-------- Records for the task --------
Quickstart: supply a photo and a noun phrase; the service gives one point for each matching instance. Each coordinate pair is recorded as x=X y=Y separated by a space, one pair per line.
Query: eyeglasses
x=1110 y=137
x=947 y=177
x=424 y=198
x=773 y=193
--------
**What you should do**.
Please reproduce the records above word for word, keeping every line in its original order.

**The response**.
Quickstart: supply a photo and a noun phrase; the service gives one point for each matching instance. Each coordinate pair is recorded as x=X y=Y separated by a space, one pair per line.
Query: eyeglasses
x=1110 y=137
x=947 y=177
x=424 y=198
x=773 y=193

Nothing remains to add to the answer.